Pick every line out of the entries below that has the string "hand", and copy it.

********

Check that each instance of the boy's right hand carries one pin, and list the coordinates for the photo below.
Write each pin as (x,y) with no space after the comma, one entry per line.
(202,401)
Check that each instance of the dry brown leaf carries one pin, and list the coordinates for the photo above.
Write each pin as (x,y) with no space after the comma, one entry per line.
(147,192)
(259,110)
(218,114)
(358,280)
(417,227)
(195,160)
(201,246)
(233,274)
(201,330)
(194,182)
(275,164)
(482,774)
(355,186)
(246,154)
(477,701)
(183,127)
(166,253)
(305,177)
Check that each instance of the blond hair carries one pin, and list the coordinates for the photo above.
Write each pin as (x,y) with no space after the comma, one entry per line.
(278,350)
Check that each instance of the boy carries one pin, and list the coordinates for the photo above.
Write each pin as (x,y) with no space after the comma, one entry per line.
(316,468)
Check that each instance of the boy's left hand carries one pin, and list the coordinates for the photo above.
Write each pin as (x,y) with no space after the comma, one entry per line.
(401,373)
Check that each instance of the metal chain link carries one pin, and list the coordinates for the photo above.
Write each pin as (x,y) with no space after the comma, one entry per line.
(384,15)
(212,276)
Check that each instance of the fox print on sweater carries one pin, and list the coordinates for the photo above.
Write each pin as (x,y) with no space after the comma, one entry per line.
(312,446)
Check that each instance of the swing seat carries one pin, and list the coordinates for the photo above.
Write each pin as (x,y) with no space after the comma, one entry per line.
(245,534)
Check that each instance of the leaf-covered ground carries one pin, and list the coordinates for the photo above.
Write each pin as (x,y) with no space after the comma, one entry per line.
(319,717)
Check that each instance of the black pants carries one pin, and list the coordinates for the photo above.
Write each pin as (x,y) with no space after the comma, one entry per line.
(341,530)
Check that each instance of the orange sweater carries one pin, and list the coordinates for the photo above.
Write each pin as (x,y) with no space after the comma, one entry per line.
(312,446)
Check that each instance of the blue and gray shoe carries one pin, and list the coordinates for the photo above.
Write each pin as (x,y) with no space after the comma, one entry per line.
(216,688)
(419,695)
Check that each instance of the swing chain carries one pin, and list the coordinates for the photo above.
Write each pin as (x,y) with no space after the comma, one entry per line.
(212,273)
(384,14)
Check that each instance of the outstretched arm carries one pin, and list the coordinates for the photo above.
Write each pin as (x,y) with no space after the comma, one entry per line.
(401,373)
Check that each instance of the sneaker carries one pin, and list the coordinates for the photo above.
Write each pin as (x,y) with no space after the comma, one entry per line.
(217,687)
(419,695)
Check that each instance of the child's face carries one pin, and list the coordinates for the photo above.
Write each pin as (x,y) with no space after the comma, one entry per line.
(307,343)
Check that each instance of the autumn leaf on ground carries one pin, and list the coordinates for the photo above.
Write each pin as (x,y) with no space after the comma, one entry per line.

********

**FINISHED TASK**
Check that each instance of the boy's right hand carries one pin, and list the coordinates for the photo below.
Check that each instance of the boy's left hand carries one pin, and list the coordinates for the photo above.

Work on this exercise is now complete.